*Exercise aim:* List every actor the 28 Weeks Later review names.

*Source passage:*
28 Weeks Later (R) ★★★

Review Date: May 11th, 2007

A nonstop assault on the senses almost to a fault, 28 Weeks Later is not your average sequel in that it actually equals, if not tops, its predecessor.

Story

With 28 Weeks Later being a sequel to 28 Days Later, surely you weren't expecting normalcy to sweep over a still-rebuilding London, right? The movie opens with one of the more memorable sequences in recent years—that is, if you can refrain from covering your eyes and ears. Don (Robert Carlyle) and his wife (Catherine McCormack) are amongst a houseful of sitting ducks who think they've outrun the last of the Rage-infected. It's not long before Don leaves his wife for (un)dead as he runs like hell to save himself. Cut to 28 weeks later, when the last of the infected have seemingly died off and London is close to achieving that aforementioned sense of normalcy, albeit with a caveat: It is only inhabitable in a quarantined ''green'' zone. Slowly, British refugees are being allowed back in. Among them are Don's kids (Mackintosh Muggleton and Imogen Poots), who are devastated about what apparently happened to their mum and eager to venture to their old house. So they do, slipping through the security barriers set up by the U.S. military that now guards the city, and in the process they—by way of a massive plot twist not to be revealed here—indirectly trigger the return of the virus. Now they're on the run from the infected and the trigger-happy American forces while being chaperoned by an American doctor (Rose Byrne) and sniper (Jeremy Renner). All hell, once again, has broken loose.

*Dataset excerpts:*
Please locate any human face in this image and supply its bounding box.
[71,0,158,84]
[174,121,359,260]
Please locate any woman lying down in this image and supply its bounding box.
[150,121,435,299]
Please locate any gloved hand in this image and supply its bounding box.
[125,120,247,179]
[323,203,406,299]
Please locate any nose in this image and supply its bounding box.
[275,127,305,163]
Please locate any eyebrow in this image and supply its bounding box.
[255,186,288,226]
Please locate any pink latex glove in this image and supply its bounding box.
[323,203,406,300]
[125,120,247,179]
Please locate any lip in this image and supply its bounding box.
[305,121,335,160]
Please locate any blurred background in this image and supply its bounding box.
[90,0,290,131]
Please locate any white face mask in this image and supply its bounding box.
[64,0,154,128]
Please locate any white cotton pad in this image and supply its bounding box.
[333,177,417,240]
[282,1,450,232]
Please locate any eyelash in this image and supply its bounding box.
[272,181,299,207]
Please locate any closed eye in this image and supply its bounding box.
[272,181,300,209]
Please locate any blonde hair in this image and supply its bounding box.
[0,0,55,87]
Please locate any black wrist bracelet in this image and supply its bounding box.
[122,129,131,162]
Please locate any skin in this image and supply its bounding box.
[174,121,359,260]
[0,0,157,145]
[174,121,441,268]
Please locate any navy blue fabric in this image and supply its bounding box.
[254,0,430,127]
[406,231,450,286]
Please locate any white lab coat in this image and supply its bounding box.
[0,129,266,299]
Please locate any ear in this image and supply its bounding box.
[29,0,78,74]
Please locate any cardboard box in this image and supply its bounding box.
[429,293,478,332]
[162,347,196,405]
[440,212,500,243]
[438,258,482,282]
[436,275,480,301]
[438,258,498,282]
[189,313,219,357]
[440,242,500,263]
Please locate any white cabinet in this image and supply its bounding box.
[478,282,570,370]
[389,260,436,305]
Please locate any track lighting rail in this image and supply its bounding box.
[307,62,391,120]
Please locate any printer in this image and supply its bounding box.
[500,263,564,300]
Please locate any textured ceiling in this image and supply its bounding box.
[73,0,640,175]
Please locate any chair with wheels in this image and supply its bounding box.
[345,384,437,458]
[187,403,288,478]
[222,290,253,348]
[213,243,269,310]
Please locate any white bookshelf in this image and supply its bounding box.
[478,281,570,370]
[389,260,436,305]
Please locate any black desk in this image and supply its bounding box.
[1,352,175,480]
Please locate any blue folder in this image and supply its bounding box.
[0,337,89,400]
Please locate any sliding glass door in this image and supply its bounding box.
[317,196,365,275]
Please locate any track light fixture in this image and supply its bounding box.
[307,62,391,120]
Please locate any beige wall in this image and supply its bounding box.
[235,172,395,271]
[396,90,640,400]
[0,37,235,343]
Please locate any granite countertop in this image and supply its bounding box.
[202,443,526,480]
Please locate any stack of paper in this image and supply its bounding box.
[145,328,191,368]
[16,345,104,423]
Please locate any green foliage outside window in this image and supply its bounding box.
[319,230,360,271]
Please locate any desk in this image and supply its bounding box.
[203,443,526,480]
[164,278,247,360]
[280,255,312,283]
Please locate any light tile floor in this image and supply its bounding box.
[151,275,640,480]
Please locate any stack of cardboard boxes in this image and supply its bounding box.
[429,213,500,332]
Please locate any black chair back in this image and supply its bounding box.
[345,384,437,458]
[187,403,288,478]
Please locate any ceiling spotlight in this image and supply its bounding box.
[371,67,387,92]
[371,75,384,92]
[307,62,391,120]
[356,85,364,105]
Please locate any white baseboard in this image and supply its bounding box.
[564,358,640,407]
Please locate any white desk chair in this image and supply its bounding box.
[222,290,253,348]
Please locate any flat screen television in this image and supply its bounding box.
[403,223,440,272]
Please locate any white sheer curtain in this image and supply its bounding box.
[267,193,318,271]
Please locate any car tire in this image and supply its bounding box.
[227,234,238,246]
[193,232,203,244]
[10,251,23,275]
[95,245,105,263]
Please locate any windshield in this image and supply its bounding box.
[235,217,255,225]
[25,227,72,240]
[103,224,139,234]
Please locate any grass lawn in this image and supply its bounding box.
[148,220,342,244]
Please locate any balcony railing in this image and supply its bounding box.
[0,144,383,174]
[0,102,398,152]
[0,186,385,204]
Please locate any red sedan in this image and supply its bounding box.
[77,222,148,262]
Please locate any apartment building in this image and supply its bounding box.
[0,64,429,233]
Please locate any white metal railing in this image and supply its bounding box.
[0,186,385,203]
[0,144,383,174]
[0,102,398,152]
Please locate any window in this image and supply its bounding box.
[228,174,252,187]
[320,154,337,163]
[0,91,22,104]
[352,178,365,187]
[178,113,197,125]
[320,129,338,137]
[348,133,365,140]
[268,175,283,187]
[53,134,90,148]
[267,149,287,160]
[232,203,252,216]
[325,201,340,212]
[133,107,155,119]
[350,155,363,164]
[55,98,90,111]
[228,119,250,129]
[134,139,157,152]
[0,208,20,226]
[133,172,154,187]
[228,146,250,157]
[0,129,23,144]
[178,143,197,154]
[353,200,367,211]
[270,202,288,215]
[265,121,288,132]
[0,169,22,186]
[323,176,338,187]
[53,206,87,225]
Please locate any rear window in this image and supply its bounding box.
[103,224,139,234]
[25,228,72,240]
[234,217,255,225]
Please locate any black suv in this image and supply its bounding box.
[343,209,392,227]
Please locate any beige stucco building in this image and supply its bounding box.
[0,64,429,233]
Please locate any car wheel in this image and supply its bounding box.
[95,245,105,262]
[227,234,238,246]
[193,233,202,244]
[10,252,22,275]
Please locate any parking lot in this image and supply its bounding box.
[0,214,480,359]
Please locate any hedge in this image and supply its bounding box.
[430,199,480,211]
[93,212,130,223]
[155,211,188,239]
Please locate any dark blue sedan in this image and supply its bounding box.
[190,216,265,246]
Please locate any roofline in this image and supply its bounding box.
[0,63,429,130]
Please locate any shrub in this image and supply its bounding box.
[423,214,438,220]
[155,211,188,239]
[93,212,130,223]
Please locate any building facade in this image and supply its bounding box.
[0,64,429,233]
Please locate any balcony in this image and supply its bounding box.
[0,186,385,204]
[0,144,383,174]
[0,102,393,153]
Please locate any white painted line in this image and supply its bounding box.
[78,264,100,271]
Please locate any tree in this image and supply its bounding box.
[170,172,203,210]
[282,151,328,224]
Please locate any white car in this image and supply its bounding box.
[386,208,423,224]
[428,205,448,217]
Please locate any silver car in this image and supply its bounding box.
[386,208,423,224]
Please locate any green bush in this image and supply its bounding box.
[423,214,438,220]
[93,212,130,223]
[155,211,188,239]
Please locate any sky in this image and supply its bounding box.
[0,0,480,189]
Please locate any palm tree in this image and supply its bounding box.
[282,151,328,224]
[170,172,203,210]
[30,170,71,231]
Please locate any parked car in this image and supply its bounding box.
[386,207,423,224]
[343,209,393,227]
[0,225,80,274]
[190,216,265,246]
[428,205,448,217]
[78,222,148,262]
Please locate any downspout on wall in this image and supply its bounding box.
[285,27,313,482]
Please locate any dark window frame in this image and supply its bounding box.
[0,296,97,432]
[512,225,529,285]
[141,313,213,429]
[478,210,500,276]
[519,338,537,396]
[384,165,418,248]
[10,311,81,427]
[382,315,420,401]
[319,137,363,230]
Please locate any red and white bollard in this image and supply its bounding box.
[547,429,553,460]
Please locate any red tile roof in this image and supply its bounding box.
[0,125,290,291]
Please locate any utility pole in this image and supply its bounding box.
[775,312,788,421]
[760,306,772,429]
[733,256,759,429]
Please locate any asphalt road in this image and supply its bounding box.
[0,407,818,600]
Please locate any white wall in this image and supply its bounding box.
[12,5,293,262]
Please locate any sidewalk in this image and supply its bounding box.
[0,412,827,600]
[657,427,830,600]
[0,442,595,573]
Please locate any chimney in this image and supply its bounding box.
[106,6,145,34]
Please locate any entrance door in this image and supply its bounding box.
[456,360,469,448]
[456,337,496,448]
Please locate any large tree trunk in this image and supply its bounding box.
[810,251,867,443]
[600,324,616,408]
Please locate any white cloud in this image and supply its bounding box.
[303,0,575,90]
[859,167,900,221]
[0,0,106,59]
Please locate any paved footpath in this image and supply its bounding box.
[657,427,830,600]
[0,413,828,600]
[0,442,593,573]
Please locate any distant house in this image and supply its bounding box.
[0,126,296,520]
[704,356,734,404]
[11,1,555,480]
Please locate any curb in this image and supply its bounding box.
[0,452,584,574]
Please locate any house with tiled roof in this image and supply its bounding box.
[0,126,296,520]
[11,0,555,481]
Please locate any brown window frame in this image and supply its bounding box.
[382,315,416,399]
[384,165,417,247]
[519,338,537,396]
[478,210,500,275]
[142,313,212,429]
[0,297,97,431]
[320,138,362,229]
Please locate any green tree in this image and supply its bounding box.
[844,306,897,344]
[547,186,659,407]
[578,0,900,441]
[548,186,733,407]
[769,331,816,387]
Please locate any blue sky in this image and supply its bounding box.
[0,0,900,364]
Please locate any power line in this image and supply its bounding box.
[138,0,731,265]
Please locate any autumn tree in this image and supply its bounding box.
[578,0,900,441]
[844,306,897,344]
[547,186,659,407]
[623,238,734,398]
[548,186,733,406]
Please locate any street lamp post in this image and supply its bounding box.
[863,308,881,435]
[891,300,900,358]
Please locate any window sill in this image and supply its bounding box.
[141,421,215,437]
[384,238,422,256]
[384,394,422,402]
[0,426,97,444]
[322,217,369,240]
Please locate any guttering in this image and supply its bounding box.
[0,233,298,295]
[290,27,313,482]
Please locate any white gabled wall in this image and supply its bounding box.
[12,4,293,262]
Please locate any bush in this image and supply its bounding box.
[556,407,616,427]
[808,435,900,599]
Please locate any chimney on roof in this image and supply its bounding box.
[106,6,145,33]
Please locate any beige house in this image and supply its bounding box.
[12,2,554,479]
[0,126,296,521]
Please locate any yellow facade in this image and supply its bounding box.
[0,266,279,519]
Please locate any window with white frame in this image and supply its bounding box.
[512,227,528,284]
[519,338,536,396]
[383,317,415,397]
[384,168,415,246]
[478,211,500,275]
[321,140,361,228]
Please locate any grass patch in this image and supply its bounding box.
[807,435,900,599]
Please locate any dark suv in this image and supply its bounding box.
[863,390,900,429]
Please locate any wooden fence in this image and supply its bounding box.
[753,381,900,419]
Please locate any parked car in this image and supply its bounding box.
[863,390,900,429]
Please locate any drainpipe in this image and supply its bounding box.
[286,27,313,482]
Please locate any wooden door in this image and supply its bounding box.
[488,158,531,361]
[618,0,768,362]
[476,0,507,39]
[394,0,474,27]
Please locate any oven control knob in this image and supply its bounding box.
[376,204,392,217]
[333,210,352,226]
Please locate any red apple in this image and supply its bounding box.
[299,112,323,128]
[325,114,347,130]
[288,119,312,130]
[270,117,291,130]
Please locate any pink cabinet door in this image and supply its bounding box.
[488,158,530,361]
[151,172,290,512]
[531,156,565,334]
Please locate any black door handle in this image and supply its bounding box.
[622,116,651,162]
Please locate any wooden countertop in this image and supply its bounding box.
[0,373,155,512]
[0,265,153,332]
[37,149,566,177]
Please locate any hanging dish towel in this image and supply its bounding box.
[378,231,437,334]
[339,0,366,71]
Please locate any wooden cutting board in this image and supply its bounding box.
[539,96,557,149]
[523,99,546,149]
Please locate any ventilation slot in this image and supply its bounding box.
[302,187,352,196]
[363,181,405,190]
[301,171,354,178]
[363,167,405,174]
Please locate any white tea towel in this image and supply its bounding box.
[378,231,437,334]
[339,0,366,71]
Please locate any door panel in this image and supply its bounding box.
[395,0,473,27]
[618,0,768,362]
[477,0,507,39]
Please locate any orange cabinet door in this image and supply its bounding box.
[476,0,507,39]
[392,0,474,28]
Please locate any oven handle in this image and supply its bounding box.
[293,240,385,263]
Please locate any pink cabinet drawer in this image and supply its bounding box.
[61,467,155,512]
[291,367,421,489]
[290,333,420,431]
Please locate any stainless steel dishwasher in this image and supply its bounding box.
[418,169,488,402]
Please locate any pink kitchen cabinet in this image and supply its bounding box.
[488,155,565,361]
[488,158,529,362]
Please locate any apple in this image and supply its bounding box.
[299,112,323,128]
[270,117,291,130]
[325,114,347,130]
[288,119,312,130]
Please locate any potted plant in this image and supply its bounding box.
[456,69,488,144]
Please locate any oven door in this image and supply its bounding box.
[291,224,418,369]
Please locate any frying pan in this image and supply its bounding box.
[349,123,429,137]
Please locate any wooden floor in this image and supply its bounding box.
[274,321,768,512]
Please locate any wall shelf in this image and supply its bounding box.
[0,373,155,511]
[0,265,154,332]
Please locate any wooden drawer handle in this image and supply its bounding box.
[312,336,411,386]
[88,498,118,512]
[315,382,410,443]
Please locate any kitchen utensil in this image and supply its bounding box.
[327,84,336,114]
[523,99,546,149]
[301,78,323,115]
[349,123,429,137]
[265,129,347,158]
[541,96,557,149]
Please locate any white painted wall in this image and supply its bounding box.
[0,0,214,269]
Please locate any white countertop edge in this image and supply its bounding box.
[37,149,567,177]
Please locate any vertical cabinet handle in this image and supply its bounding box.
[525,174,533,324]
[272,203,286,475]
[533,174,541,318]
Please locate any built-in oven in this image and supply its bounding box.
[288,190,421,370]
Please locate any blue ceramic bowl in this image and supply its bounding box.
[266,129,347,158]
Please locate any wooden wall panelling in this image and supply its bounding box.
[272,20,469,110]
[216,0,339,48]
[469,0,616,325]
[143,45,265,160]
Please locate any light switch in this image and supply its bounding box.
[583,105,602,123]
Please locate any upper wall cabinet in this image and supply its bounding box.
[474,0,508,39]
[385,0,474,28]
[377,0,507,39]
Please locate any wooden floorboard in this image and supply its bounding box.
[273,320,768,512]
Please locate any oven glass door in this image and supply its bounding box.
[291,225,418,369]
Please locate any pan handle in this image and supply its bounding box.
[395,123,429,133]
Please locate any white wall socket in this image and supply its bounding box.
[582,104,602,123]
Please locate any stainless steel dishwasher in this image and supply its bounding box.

*Reply to the task:* Robert Carlyle, Catherine McCormack, Mackintosh Muggleton, Imogen Poots, Rose Byrne, Jeremy Renner